## [Source document]
________________
Last week’s scheduled economic news included readings on construction spending and labor sector reports on public and private sector jobs. The national unemployment rate was also reported. Weekly readings on mortgage rates and jobless claims were also published.
July Construction Spending Rises
Construction spending rose from June’s seasonally adjusted annual pace of $1.363 billion to $1,365 billion in July. The U.S. Census Department reports construction spending and readings are subject to adjustment. Growth in construction spending is due to a demand for homes in less congested areas.COVID-19 is creating more demand for larger homes that accommodate working from home.
Mortgage Rates Mixed as Jobless Claims Fall
Mortgage rate activity was mixed last week amid incremental changes. Freddie Mac reported that rates for 30-year fixed-rate mortgages rose two basis points to 2.93 percent; the average rate for 15-year fixed-rate mortgages fell by four basis points to 2.42 percent. Rates for 5/1 adjustable rate mortgages rose by two basis points to 2.93 percent. Discount points averaged 0.80 percent for fixed-rate mortgages and 0.20 percent for 5/1 adjustable rate mortgages.
________________
## [Data supplied]
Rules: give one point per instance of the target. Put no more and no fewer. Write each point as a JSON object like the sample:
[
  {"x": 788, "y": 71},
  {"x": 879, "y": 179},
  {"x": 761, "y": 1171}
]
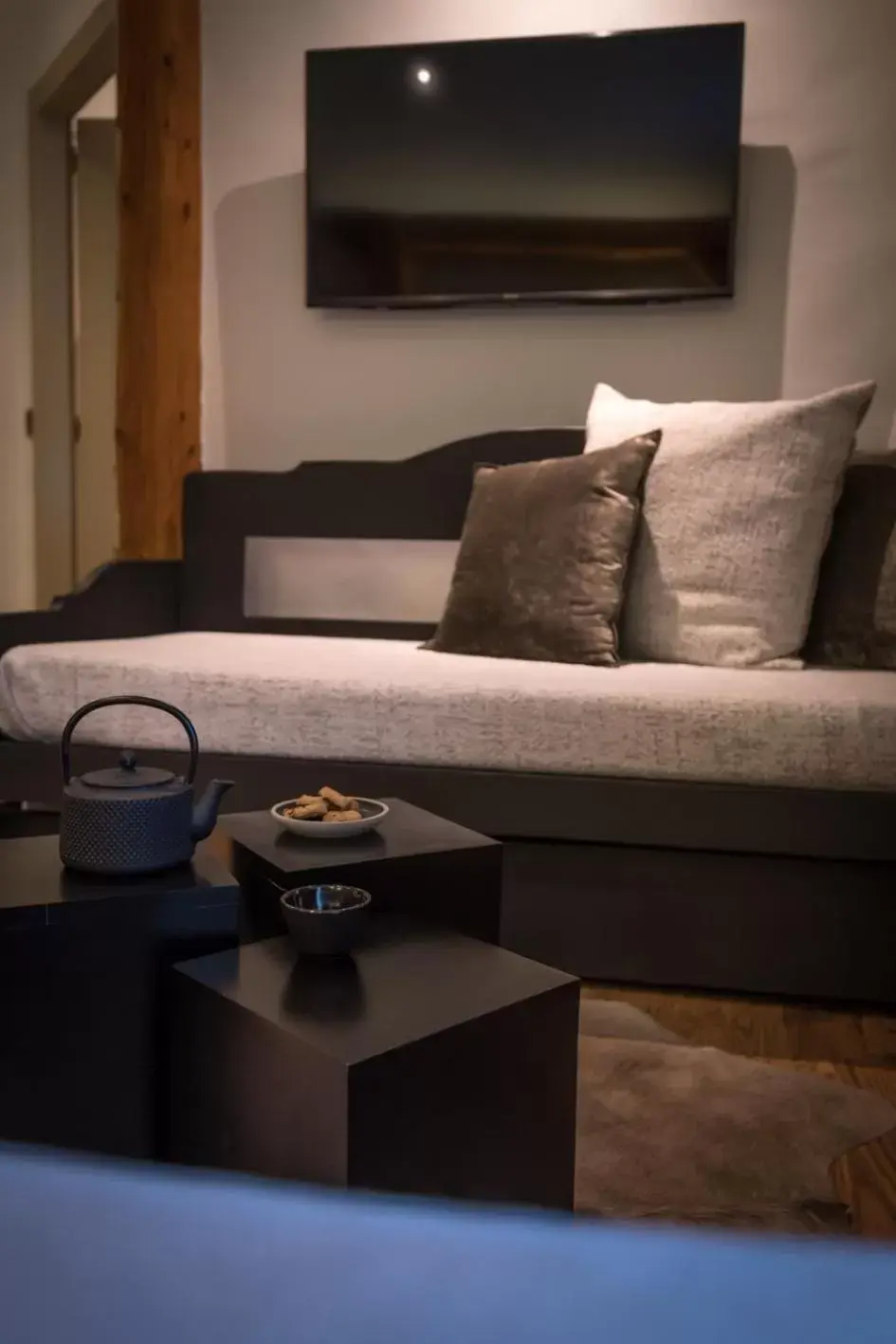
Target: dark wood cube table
[
  {"x": 415, "y": 864},
  {"x": 82, "y": 975},
  {"x": 426, "y": 1063}
]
________________
## [Problem set]
(a) According to the economic news summary, what was the average rate for 15-year fixed-rate mortgages last week?
(b) Summarize the economic news summary in two sentences.

## [Solved problems]
(a) It fell four basis points to 2.42 percent.

(b) Last week's scheduled economic news included readings on construction spending, labor reports on public and private sector jobs, the national unemployment rate, and weekly mortgage rates and jobless claims. Construction spending rose in July on demand for homes in less congested areas, while mortgage rates were mixed: 30-year fixed rates rose to 2.93 percent and 15-year fixed rates fell to 2.42 percent.